Objective. Return the material word for word. Do not include pictures.

Input data.
◇ ◇ ◇ ◇

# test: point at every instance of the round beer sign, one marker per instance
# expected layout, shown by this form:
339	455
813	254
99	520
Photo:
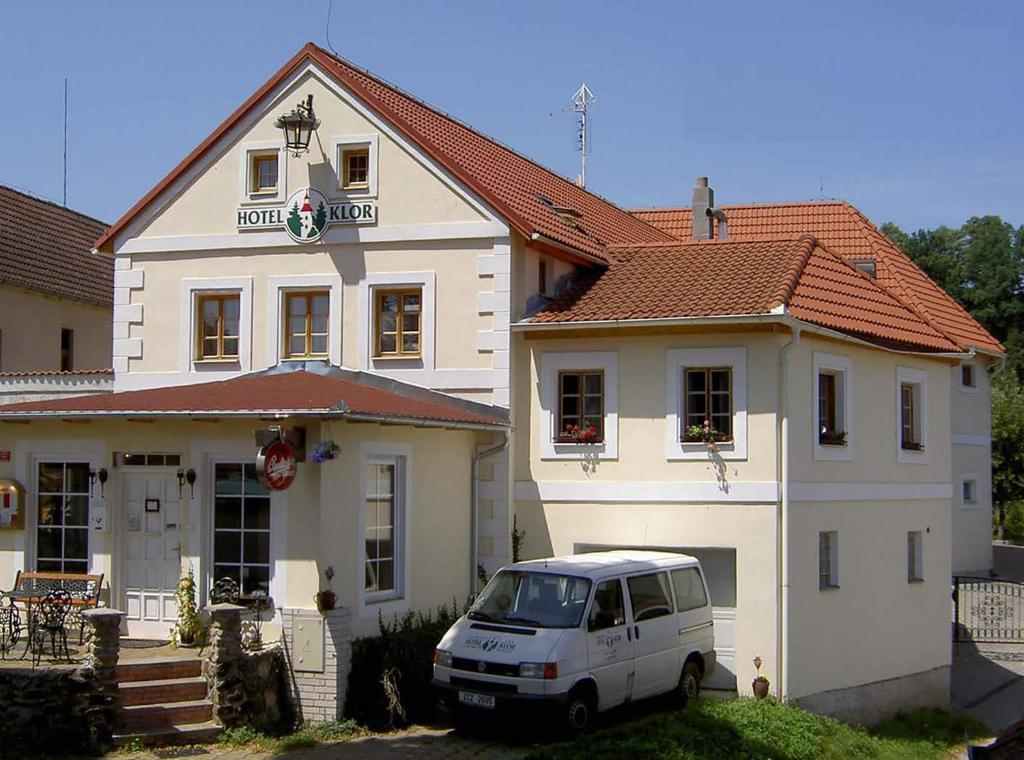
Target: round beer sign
275	465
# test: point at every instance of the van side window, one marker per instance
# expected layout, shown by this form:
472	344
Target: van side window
689	589
649	596
608	608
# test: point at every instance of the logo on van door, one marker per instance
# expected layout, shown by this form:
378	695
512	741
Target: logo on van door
493	643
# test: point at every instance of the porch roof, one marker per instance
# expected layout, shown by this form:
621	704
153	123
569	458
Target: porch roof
302	389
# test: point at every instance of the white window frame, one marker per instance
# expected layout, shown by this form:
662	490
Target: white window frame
975	370
842	368
342	142
919	378
371	283
192	289
247	152
278	288
387	602
833	582
678	360
915	571
976	479
551	365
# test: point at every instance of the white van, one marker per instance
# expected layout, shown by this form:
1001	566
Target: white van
580	634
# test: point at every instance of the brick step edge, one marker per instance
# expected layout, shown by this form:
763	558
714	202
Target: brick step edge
162	691
186	733
140	717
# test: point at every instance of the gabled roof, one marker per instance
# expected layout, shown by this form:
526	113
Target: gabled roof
47	248
519	190
329	392
845	230
744	279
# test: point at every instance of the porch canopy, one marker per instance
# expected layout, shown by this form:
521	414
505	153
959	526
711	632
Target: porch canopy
293	389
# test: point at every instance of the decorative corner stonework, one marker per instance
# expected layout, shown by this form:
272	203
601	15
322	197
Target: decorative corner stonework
320	682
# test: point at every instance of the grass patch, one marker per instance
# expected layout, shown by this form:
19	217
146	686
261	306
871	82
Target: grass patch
764	728
308	734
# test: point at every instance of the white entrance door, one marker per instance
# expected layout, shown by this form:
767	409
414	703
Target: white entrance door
152	529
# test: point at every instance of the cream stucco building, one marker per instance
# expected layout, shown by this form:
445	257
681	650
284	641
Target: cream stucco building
483	339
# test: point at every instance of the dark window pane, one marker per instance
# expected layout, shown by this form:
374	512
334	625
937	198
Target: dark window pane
257	513
227	512
50	478
76	510
49	542
76	543
50	510
226	546
257	547
227	478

◇ ◇ ◇ ◇

Solution to this exercise.
# test: point at every instance of the round beer sign, one marker per instance
# expected layout, shown by this form:
339	455
813	254
99	520
Photo:
Target: round beer sign
275	465
# test: point at every instance of the van side window, one marker per instance
# expected layout, shown by this form:
472	344
Target: van side window
689	589
649	596
608	608
# test: point at every instance of the logo on van door, one marker per instance
# expected layout, shown by this form:
378	695
512	741
Target: logo on van door
493	643
# test: point at every instance of the porch roof, one marker per instance
# expected layout, shown by this form:
621	704
153	123
569	458
Target: porch roof
302	389
# test: point at every instance of the white window frame, one marker per instance
# expected layout, shown by this form:
662	490
Target: white window frame
975	370
842	368
342	142
919	378
371	283
192	289
247	152
278	288
387	602
833	582
678	360
915	571
976	479
551	365
# test: point at every instance of the white van, one marker per instance
# expected layout, shown by this form:
1001	566
Target: white van
580	634
# test: point at every instance of the brick step edge, one marker per instance
# expected layout, shown by this form:
763	558
714	202
Target: brick step edge
162	691
186	733
140	717
# test: point at every instance of the gabled roof, one marker per instance
# expected layout, shown by this form:
526	113
Target: gabled roof
47	248
519	190
329	392
845	230
744	279
# test: point at every instance of the porch canopy, one marker per instance
# expected layout, shown by this form:
521	414
505	153
959	526
711	632
Target: porch canopy
293	389
# test: point at every instance of the decorative corner stonework, one marker per instance
# expected layout, shown by this form:
272	203
601	15
322	197
Target: decorative corner stonework
320	682
# test: point at every instance of the grass patch, one marker per instance
# expected layout, shown by this form:
19	217
146	686
261	306
871	82
Target: grass patch
764	728
308	734
# test: point at every instance of the white entrance door, one marker per instance
# expected layout, shown by this form:
767	409
414	703
Target: white entrance door
152	529
# test: point at every instance of the cream stucco building, one marker per instance
# expected layout, shown by this form:
445	257
681	650
284	641
Target: cream stucco building
483	339
# test: point at every instance of the dark window pane, one marker per instance
# expected layout, shown by this form:
374	512
334	625
937	198
Target: dark window pane
257	513
227	512
50	478
76	510
49	542
76	543
50	510
226	546
257	547
227	478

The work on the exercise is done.